● Your goal:
Turn the lines below into a Markdown table, leaving out any blank lines. Use two columns: "Number" for the row number and "Line" for the line itself.
--- start of Entries ---
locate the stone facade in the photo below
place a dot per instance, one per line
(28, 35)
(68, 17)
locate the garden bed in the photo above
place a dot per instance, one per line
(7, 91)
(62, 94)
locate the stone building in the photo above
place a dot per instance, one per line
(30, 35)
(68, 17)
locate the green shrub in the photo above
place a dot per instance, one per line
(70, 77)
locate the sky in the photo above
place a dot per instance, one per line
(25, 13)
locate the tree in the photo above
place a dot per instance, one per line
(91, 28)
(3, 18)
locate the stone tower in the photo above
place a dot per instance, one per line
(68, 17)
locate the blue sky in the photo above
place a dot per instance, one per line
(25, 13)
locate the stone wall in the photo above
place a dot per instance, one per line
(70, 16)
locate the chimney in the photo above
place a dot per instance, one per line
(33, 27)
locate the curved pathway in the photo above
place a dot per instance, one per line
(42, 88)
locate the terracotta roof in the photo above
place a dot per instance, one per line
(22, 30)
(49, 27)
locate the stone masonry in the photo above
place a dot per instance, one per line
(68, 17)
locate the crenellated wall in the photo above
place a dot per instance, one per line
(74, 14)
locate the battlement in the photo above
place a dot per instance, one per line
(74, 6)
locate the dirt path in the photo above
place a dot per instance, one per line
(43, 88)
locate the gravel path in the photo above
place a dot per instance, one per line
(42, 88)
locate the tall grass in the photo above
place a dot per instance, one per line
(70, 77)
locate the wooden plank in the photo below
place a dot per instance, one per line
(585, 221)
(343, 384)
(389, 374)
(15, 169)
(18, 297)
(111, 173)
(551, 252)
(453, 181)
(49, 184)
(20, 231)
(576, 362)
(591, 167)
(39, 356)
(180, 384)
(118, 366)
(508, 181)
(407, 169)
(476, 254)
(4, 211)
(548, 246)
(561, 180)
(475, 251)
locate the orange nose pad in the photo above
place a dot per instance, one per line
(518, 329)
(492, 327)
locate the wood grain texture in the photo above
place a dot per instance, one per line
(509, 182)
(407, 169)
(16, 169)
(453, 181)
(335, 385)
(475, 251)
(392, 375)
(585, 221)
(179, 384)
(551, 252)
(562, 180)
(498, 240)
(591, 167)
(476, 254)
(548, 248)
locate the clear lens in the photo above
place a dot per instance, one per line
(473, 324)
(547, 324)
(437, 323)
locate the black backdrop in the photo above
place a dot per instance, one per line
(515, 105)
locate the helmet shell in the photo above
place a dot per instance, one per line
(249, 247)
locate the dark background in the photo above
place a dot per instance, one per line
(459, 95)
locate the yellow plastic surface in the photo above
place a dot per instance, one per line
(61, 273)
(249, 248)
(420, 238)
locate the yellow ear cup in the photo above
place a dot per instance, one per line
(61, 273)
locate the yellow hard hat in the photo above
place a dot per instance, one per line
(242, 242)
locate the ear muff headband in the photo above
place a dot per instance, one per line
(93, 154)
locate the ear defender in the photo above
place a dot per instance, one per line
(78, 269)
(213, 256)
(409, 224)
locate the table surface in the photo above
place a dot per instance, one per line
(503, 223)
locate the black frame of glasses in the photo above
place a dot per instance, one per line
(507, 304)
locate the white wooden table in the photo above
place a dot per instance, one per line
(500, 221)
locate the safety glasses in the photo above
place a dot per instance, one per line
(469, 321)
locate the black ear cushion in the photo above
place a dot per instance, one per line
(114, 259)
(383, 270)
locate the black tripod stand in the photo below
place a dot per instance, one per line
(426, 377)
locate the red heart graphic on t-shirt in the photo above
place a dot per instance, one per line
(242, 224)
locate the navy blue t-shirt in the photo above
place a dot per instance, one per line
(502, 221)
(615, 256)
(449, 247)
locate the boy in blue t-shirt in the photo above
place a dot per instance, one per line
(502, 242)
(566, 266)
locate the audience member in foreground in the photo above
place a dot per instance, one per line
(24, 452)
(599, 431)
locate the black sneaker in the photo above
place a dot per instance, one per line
--- end of Entries ---
● Problem solution:
| Number | Line |
|---|---|
| 1 | locate the stone facade in the photo below |
| 2 | place a dot per instance, one per line |
| 3 | (28, 35) |
| 4 | (68, 17) |
| 5 | locate the garden bed in the photo above |
| 6 | place a dot per instance, one per line |
| 7 | (7, 91) |
| 8 | (62, 94) |
| 9 | locate the stone building in the photo above |
| 10 | place a dot per instance, one per line |
| 11 | (30, 35) |
| 12 | (68, 17) |
| 13 | locate the green shrub in the photo above |
| 14 | place a dot per instance, one per line |
| 15 | (70, 77) |
| 16 | locate the sky in the photo above |
| 17 | place a dot per instance, one per line |
| 18 | (25, 13) |
| 19 | locate the tree in the photo above |
| 20 | place a dot per instance, one per line |
| 21 | (91, 28) |
| 22 | (3, 18) |
| 23 | locate the stone tower in the photo above |
| 24 | place a dot per instance, one per line |
| 25 | (68, 17) |
| 26 | locate the blue sky in the photo above |
| 27 | place a dot per instance, one per line |
| 28 | (25, 13) |
| 29 | locate the stone wall in the photo above |
| 30 | place a dot per instance, one per line |
| 31 | (70, 16) |
| 32 | locate the chimney in the photo above |
| 33 | place a dot per instance, one per line |
| 34 | (33, 27) |
| 35 | locate the curved pathway in the photo above |
| 36 | place a dot per instance, one per line |
| 37 | (42, 88) |
| 38 | locate the terracotta roof in the photo above |
| 39 | place a dot per instance, one per line |
| 40 | (22, 30) |
| 41 | (49, 27) |
| 42 | locate the stone masonry in the photo above |
| 43 | place a dot per instance, one per line |
| 44 | (68, 17) |
| 45 | locate the crenellated wall in the photo above |
| 46 | place a dot per instance, one per line |
| 47 | (74, 14) |
| 48 | locate the battlement in the photo above |
| 49 | place a dot per instance, one per line |
| 50 | (74, 6) |
| 51 | locate the dirt path in the photo above |
| 52 | place a dot per instance, one per line |
| 53 | (43, 88) |
| 54 | locate the gravel path in the photo above |
| 55 | place a dot per instance, one per line |
| 56 | (42, 88) |
| 57 | locate the tall grass in the photo above |
| 58 | place a dot per instance, one per line |
| 59 | (70, 77) |
| 60 | locate the wooden plank in the photo below |
| 61 | place a dot per instance, one per line |
| 62 | (585, 221) |
| 63 | (343, 384) |
| 64 | (389, 374) |
| 65 | (15, 169) |
| 66 | (18, 297) |
| 67 | (111, 173) |
| 68 | (551, 252) |
| 69 | (453, 181) |
| 70 | (49, 184) |
| 71 | (20, 231) |
| 72 | (576, 362) |
| 73 | (591, 167) |
| 74 | (39, 356) |
| 75 | (180, 384) |
| 76 | (118, 366) |
| 77 | (508, 181) |
| 78 | (407, 169) |
| 79 | (476, 254) |
| 80 | (4, 211) |
| 81 | (548, 246) |
| 82 | (561, 180) |
| 83 | (475, 251) |
| 84 | locate the orange nose pad in the photo above |
| 85 | place a dot per instance, one per line |
| 86 | (518, 329) |
| 87 | (492, 327) |
| 88 | locate the wood grain texture in the photo above |
| 89 | place a dot per instance, one per line |
| 90 | (509, 182) |
| 91 | (407, 169) |
| 92 | (16, 169) |
| 93 | (453, 181) |
| 94 | (335, 385) |
| 95 | (475, 251) |
| 96 | (392, 375) |
| 97 | (585, 221) |
| 98 | (179, 384) |
| 99 | (551, 252) |
| 100 | (562, 180) |
| 101 | (498, 240) |
| 102 | (591, 167) |
| 103 | (476, 254) |
| 104 | (548, 248) |
| 105 | locate the clear lens in the photo above |
| 106 | place a dot per instance, one per line |
| 107 | (473, 324) |
| 108 | (547, 324) |
| 109 | (437, 323) |
| 110 | locate the black backdrop in the photo above |
| 111 | place a dot per instance, one per line |
| 112 | (515, 105) |
| 113 | locate the helmet shell in the photo above |
| 114 | place a dot per instance, one per line |
| 115 | (249, 247) |
| 116 | locate the dark background in the photo above |
| 117 | place a dot per instance, one per line |
| 118 | (459, 95) |
| 119 | locate the yellow plastic surface in the photo above |
| 120 | place a dot per instance, one per line |
| 121 | (61, 273) |
| 122 | (249, 248) |
| 123 | (420, 238) |
| 124 | locate the yellow ear cup in the photo above |
| 125 | place a dot per instance, one per line |
| 126 | (61, 273) |
| 127 | locate the yellow hard hat in the photo above |
| 128 | place a dot per instance, one per line |
| 129 | (242, 242) |
| 130 | locate the ear muff headband in the photo above |
| 131 | place a dot per instance, one per line |
| 132 | (93, 154) |
| 133 | locate the ear defender in the photo above |
| 134 | place a dot per instance, one per line |
| 135 | (78, 269) |
| 136 | (213, 256) |
| 137 | (409, 224) |
| 138 | locate the table surface in the photo above |
| 139 | place a dot per instance, one per line |
| 140 | (503, 223) |
| 141 | locate the black frame of glasses in the photo above |
| 142 | place a dot per instance, one per line |
| 143 | (507, 304) |
| 144 | locate the white wooden table in the photo above |
| 145 | place a dot per instance, one per line |
| 146 | (500, 221) |
| 147 | locate the safety glasses in the photo above |
| 148 | place a dot per instance, one per line |
| 149 | (469, 321) |
| 150 | locate the black ear cushion in the photo above |
| 151 | place a dot per instance, one per line |
| 152 | (114, 259) |
| 153 | (383, 270) |
| 154 | locate the black tripod stand in the photo below |
| 155 | place a dot per instance, one per line |
| 156 | (426, 377) |
| 157 | locate the red heart graphic on t-shirt in the photo above |
| 158 | place a dot per instance, one per line |
| 159 | (242, 224) |
| 160 | locate the navy blue t-shirt in the photo above |
| 161 | place a dot per instance, one per line |
| 162 | (502, 221) |
| 163 | (615, 256) |
| 164 | (449, 247) |
| 165 | locate the boy in blue t-shirt in the photo above |
| 166 | place a dot per instance, one per line |
| 167 | (502, 242) |
| 168 | (566, 266) |
| 169 | locate the audience member in foreground in the photo above |
| 170 | place a dot per instance, one per line |
| 171 | (24, 452) |
| 172 | (599, 431) |
| 173 | locate the black sneaker in the photo above |
| 174 | place a dot per instance, one per line |